Records from a collection:
■ ■ ■

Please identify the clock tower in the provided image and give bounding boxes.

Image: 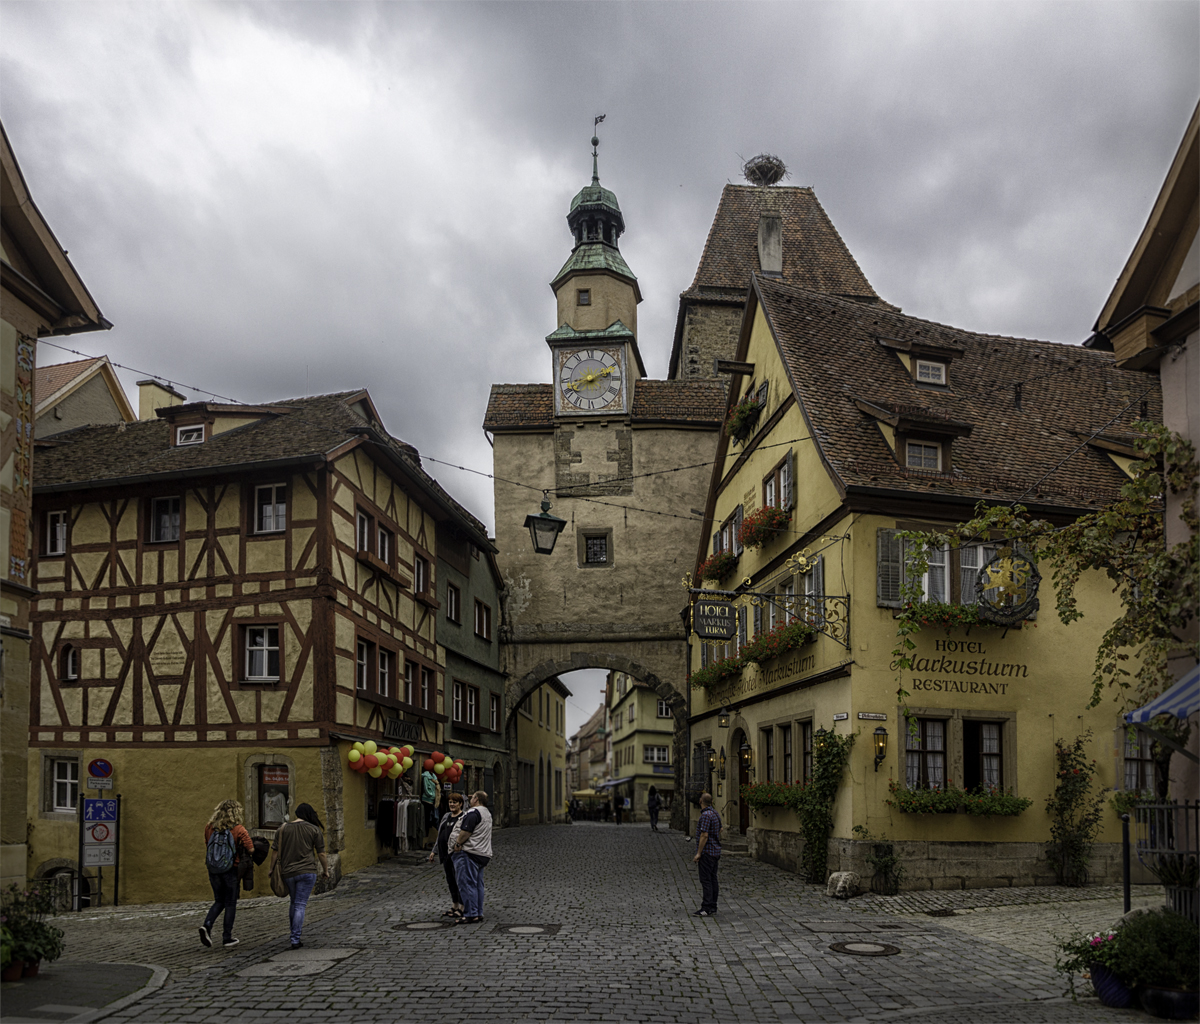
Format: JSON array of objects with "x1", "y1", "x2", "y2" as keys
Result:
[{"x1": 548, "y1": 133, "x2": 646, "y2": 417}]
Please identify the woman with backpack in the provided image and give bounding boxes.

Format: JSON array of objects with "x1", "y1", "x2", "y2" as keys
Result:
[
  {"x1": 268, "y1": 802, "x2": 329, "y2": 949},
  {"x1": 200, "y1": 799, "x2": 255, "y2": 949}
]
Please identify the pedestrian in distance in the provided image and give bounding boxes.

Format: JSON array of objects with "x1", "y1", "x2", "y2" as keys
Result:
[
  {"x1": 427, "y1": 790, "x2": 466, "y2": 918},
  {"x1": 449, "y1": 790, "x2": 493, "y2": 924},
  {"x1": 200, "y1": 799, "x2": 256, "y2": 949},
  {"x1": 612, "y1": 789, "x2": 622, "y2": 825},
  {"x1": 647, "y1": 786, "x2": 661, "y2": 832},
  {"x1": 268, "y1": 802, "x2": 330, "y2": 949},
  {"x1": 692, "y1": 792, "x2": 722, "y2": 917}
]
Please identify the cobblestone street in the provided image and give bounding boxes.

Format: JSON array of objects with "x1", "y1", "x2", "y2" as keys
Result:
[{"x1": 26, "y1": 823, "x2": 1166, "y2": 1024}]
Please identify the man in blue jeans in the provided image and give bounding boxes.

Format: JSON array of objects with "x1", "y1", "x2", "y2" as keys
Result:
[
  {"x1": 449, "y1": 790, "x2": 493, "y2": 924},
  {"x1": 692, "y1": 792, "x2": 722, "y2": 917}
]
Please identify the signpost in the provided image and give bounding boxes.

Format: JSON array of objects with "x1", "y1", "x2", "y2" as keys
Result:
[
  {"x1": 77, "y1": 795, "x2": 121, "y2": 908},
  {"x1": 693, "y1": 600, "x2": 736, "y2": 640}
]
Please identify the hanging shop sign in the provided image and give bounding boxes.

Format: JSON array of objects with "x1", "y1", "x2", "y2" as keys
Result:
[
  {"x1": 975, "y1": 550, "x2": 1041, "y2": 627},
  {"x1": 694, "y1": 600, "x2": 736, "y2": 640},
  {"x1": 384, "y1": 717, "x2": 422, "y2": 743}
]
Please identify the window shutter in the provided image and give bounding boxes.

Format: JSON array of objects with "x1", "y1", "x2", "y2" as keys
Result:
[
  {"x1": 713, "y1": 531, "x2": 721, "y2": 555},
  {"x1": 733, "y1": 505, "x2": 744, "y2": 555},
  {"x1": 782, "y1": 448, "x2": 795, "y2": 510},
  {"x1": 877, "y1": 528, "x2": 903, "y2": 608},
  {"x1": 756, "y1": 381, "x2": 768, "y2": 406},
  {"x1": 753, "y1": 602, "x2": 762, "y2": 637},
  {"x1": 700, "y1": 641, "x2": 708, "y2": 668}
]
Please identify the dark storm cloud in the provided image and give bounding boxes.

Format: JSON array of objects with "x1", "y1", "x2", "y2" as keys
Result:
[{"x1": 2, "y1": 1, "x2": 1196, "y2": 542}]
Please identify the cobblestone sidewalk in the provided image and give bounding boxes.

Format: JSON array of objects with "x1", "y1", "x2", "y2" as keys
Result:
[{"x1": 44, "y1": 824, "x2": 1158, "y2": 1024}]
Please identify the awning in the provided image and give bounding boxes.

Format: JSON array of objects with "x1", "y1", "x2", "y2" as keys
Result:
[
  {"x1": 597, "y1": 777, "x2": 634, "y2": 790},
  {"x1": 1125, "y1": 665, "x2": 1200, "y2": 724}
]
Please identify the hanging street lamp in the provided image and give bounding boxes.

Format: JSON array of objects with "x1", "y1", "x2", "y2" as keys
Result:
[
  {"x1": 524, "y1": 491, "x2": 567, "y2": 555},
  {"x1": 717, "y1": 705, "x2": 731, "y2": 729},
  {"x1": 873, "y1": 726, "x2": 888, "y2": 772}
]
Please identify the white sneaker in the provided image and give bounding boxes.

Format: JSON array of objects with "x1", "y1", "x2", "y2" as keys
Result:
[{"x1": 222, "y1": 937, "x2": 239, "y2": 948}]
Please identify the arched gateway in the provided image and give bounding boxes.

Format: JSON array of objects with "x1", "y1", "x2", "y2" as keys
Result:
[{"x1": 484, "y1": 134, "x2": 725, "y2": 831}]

■ ■ ■

WORK REQUIRED - No pictures should appear in the copy, which holds exactly the lines from the first line of the data through the line with "Please identify the pedestrian" and nothing else.

SOLVED EXERCISE -
Please identify the clock tower in the provided image and give bounding boxes.

Image: 
Format: JSON array of objects with "x1", "y1", "x2", "y2" as keys
Result:
[{"x1": 548, "y1": 133, "x2": 646, "y2": 417}]
Please identify the woman with backpack in the provided image and give bounding boxes.

Format: JSON array of objects with "x1", "y1", "x2", "y2" as keys
Result:
[
  {"x1": 268, "y1": 802, "x2": 329, "y2": 949},
  {"x1": 200, "y1": 799, "x2": 255, "y2": 949}
]
Please identify the pedestrian in distance in the provided image and give bounding boxes.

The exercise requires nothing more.